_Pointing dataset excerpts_
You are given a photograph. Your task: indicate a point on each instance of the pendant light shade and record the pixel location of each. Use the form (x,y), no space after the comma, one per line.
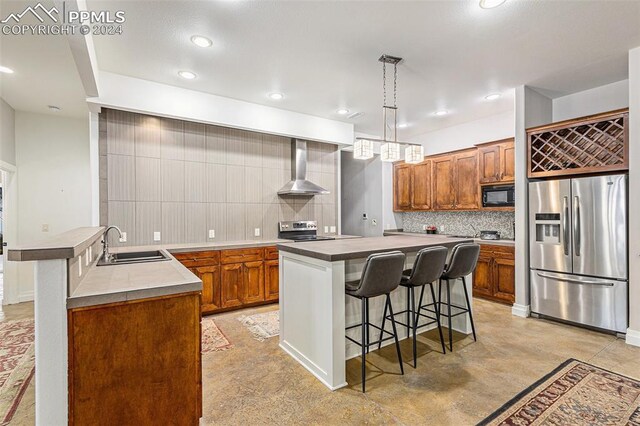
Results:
(413,154)
(390,151)
(363,149)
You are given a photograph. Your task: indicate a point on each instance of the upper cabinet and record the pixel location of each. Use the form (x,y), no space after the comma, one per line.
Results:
(496,162)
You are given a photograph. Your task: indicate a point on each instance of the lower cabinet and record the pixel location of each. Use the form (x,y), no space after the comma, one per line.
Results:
(233,279)
(494,277)
(136,362)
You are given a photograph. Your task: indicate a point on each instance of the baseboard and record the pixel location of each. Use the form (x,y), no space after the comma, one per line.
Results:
(633,337)
(521,310)
(25,297)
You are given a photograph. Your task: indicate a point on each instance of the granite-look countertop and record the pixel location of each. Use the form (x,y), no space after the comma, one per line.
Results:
(359,248)
(501,242)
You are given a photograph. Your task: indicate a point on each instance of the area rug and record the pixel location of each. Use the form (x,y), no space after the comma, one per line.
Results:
(17,364)
(213,339)
(262,326)
(575,393)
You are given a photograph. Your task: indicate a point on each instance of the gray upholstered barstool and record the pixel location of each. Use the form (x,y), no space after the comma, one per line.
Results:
(380,276)
(427,268)
(464,258)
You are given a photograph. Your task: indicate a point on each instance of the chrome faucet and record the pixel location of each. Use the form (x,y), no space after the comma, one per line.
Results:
(105,244)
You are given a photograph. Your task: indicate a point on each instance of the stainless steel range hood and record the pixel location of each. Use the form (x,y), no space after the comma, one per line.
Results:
(299,185)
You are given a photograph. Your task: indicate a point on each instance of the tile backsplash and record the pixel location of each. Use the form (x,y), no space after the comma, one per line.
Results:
(183,179)
(461,223)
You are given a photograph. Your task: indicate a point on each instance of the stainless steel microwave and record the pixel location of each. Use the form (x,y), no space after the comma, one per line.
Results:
(499,196)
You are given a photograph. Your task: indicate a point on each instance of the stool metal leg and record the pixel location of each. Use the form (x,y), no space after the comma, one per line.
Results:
(395,335)
(466,296)
(364,327)
(449,315)
(433,295)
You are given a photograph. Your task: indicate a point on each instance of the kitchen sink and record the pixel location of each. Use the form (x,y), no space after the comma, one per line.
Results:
(135,257)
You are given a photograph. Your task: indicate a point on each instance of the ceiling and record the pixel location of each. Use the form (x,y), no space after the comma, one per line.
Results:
(323,55)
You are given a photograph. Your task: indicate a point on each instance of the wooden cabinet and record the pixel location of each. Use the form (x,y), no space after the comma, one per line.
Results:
(442,181)
(421,186)
(271,280)
(402,186)
(211,297)
(136,362)
(466,189)
(234,278)
(494,277)
(497,162)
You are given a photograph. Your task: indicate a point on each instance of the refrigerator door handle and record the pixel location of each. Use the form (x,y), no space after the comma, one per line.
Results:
(565,225)
(576,225)
(569,280)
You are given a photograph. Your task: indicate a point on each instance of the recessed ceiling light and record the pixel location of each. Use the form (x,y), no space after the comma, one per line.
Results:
(188,75)
(490,4)
(201,41)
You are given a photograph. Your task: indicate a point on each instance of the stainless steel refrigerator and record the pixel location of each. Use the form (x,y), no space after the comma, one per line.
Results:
(578,250)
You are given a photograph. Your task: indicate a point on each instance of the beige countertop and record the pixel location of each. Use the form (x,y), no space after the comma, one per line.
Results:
(362,247)
(502,242)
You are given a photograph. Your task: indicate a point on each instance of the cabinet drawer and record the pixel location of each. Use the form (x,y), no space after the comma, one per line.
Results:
(271,253)
(241,255)
(198,258)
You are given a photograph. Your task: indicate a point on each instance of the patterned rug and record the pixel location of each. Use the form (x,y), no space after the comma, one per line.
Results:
(17,364)
(213,340)
(575,393)
(262,326)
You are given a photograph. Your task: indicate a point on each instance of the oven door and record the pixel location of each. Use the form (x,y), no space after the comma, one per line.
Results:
(498,196)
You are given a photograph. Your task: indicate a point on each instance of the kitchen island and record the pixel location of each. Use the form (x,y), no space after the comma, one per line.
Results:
(314,309)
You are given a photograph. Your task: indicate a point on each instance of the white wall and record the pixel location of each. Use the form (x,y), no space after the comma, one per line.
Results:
(54,181)
(468,134)
(633,334)
(593,101)
(136,95)
(7,133)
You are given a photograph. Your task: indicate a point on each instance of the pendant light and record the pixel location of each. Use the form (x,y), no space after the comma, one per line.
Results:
(390,148)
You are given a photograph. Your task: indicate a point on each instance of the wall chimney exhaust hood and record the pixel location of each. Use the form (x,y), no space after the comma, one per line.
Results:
(299,185)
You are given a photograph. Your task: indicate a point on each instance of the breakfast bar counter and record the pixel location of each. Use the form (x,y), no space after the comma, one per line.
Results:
(314,309)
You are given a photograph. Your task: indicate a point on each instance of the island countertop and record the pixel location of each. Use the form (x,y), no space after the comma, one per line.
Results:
(357,248)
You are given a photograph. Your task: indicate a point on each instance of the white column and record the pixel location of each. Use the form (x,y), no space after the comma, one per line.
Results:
(51,342)
(633,333)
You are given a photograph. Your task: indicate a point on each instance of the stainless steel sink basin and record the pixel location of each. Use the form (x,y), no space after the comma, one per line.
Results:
(135,257)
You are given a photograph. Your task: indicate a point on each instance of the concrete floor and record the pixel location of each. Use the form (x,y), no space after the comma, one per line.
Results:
(257,383)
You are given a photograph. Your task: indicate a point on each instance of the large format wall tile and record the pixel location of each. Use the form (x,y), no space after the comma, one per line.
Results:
(172,139)
(121,178)
(147,136)
(195,182)
(148,179)
(148,221)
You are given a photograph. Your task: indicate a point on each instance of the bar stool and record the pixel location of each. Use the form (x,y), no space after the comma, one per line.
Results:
(380,276)
(464,258)
(427,268)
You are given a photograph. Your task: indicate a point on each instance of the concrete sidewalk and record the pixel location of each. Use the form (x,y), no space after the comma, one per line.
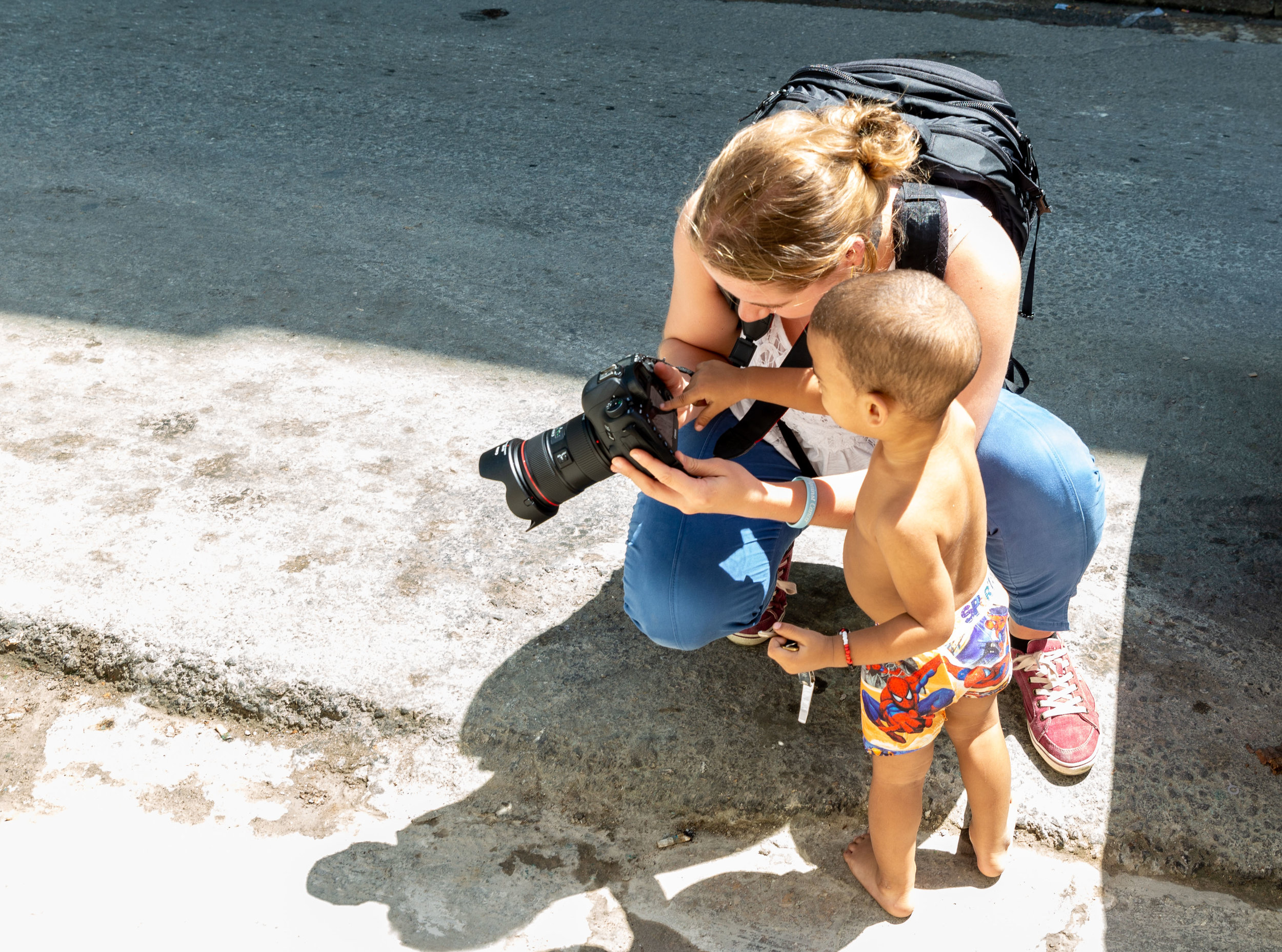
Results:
(272,278)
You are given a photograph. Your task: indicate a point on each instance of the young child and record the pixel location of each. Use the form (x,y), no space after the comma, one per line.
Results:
(891,353)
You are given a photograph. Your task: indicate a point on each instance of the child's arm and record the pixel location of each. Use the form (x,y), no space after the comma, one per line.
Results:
(922,583)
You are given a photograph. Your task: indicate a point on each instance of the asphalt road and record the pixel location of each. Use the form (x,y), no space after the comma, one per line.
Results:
(272,277)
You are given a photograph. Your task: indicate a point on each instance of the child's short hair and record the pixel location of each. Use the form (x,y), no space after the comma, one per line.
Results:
(903,334)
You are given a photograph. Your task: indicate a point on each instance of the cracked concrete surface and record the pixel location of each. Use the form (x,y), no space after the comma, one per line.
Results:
(271,281)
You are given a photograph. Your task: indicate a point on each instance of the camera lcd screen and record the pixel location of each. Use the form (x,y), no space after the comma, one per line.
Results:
(665,423)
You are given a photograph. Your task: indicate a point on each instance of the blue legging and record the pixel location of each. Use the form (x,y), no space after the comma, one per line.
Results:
(690,579)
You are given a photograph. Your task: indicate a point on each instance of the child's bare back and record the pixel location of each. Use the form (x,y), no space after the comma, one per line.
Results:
(947,501)
(891,353)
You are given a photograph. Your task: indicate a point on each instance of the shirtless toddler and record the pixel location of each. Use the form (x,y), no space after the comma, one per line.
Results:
(891,353)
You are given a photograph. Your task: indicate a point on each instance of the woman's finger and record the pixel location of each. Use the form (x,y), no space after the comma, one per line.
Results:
(708,416)
(640,479)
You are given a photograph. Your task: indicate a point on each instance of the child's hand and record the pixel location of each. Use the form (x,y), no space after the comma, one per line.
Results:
(716,386)
(813,651)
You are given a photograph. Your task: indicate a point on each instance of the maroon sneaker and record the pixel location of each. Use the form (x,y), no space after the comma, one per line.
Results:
(760,632)
(1058,706)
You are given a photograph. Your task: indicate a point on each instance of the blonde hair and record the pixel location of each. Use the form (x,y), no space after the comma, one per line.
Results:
(788,196)
(903,334)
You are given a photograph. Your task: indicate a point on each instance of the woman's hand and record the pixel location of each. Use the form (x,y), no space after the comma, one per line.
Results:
(813,651)
(716,386)
(676,382)
(707,486)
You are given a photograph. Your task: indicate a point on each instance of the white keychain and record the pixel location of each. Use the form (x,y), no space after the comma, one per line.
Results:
(807,679)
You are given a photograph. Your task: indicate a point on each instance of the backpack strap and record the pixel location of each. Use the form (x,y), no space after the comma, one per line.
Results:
(925,247)
(925,222)
(762,417)
(749,332)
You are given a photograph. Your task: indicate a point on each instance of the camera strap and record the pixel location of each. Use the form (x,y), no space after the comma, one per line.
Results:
(762,417)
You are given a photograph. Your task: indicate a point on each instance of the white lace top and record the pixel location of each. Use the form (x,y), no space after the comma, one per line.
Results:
(831,449)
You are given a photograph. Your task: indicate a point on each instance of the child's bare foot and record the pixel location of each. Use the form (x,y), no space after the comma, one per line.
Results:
(862,861)
(993,861)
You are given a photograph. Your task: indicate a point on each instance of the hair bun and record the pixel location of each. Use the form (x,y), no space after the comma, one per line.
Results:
(880,141)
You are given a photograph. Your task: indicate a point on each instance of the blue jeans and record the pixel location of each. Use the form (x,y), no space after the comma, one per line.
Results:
(690,579)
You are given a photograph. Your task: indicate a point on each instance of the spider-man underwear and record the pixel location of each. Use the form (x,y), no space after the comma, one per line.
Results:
(904,701)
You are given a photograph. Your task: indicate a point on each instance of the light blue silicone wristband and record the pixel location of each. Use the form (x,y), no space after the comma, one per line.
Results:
(812,502)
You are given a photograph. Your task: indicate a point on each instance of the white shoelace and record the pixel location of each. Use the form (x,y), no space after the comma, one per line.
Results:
(1058,695)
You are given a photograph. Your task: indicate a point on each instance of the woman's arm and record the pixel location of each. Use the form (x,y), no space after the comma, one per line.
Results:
(984,270)
(700,323)
(722,486)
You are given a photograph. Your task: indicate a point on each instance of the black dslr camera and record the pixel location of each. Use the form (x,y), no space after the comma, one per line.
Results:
(621,413)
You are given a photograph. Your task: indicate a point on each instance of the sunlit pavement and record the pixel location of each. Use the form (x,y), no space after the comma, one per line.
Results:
(273,278)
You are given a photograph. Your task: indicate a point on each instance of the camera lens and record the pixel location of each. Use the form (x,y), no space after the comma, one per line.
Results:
(545,471)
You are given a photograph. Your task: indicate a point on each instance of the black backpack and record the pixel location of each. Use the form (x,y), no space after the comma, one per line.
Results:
(970,140)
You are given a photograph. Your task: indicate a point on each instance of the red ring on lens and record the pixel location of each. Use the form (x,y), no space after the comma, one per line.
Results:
(531,478)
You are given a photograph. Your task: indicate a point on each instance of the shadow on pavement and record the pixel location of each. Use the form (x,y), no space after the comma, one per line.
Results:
(602,743)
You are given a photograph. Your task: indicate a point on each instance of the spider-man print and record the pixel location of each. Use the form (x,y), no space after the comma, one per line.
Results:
(904,707)
(906,702)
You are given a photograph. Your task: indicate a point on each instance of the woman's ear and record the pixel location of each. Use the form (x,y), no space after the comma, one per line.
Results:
(854,258)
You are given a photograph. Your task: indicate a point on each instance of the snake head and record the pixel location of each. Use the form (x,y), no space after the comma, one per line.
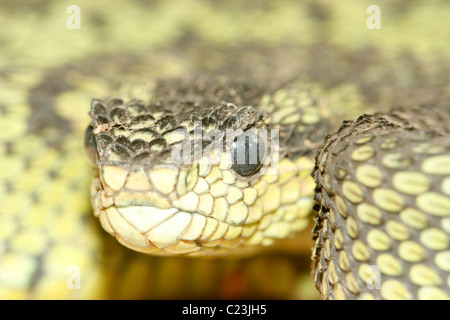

_TASK DETAILS_
Pull out every line of the listing above that contains the word "wall", counting only matches with the same capitalization.

_THE SOLUTION_
You are given a photograph. Your task: indicate a point on each instance of the white wall and record the pixel location of each. Use the form (x,y), no space after the comma, one per line.
You are given a photograph. Your task: indicate a point on each instance of the wall chimney exhaust hood and record the pixel location of each. Use the form (x,y), no space after the comma, one per line.
You are given a photograph. Your task: indicate a point on each instance of the large format wall tile and record the pixel location of each. Use the form (x,y), no space after the comma, one per line.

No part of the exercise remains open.